**Problem:** Nothing should be left out: output all of the entries exactly.

** start **

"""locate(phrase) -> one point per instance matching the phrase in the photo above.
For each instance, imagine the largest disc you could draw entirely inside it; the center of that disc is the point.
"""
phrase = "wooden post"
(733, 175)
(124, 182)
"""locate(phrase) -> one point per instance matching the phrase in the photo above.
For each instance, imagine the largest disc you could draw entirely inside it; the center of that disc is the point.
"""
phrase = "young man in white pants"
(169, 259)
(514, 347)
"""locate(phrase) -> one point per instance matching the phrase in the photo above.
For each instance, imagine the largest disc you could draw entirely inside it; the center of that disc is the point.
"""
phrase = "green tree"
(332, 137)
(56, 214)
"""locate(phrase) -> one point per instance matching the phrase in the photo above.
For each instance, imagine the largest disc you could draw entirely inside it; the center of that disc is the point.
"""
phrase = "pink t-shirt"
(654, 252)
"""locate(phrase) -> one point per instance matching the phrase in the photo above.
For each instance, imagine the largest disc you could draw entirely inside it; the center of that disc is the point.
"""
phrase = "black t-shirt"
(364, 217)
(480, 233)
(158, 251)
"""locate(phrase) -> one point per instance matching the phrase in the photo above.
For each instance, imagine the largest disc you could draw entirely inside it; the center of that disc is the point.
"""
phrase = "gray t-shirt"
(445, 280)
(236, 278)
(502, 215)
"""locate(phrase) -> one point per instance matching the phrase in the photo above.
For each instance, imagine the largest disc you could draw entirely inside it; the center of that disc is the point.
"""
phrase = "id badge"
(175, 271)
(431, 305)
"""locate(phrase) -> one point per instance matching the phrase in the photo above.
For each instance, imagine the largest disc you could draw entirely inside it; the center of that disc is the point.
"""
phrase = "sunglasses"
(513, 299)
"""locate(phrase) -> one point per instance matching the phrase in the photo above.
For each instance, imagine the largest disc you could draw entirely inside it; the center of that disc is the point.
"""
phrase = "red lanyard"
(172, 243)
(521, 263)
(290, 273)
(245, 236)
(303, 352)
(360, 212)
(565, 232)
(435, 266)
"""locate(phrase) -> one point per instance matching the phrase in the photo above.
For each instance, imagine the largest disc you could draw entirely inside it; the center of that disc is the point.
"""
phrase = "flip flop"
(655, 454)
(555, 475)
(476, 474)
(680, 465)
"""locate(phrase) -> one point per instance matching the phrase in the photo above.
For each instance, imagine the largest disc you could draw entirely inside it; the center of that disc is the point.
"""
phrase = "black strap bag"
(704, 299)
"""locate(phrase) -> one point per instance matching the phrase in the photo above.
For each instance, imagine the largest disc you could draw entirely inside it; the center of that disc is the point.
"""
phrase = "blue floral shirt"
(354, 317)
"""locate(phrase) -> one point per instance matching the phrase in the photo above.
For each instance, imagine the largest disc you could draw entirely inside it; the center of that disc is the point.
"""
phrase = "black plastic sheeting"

** end **

**Exercise solution:**
"""locate(phrase) -> one point per instance matching the phrase in the photo above.
For each instance, imagine the largest disc you could draw entirely inside it; the center of that disc is the point.
"""
phrase = "wooden post"
(733, 175)
(124, 182)
"""locate(phrase) -> one point per instance matching the phrase in the photo above.
For each instance, imagine the largest disc you could draw entirely inside it; the center of that disc is the point.
"""
phrase = "young man in white pants"
(169, 259)
(514, 347)
"""locate(phrase) -> one point per instance matching the phrase in the photo above.
For each instance, imagine the largest disc you could draw entirely inside it; the center of that disc is the point.
"""
phrase = "green tree"
(332, 137)
(56, 214)
"""locate(phrase) -> one point per instance matching the phrase in the photo above.
For each instance, imagine the largest disc you could draw entirely inside it; the center of that disc is the point.
"""
phrase = "pink t-shirt"
(654, 252)
"""locate(phrase) -> one point per instance matching the phrase in the photo above.
For each instance, imagine the largest disc you could draw entirely inside it; the center of that disc is the point.
"""
phrase = "black t-shirt"
(364, 217)
(480, 233)
(158, 251)
"""locate(phrase) -> one point per instance matching the phrase in the photo above.
For each instance, imagine the largest disc you could draw entirely inside it; the center of that disc is the point.
"""
phrase = "gray t-shirt"
(445, 280)
(236, 278)
(502, 215)
"""locate(phrase) -> one point per instance matching the phrase in the photo above.
For each instance, imagine the largest disc you could draw entirely inside it; the center of that disc is the point.
"""
phrase = "id badge"
(175, 271)
(431, 305)
"""locate(phrase) -> one point per instance matching the phrase in the photo above.
For each instance, imagine the largest disc you could draw entirely inside it; the center of that disc is the point.
"""
phrase = "sunglasses"
(513, 299)
"""locate(phrase) -> one point per instance matching the phrase in the photo above.
For each instance, imagine the largest disc you could draw entirely inside it; the center of that disc is the point.
"""
phrase = "red lanyard"
(172, 243)
(521, 263)
(290, 273)
(245, 236)
(303, 352)
(360, 212)
(565, 232)
(435, 266)
"""locate(phrase) -> one point per instance matching the phrase in the photo above.
For each instance, imagine the largest disc you could draw entirely inside it; the center of that disc is the point.
"""
phrase = "flip flop"
(655, 454)
(555, 475)
(476, 474)
(680, 465)
"""locate(phrase) -> one point per instance matching the phrase in the photo above.
For each instance, imagine the largest disc you could draw entirely inside it; the center of that disc is the point.
"""
phrase = "black strap bag"
(704, 299)
"""locate(phrase) -> one point per instance matching the phrase in the photo above.
For each instance, imagine the largest disc you could draw entirely inside it; the center of that disc is the point.
"""
phrase = "blue floral shirt"
(354, 317)
"""locate(phrase) -> one point per instance matching the phrase in the photo above.
For each instance, imagine the largest disc you could draw entirely inside it; the center of that disc is the point.
"""
phrase = "black plastic sheeting"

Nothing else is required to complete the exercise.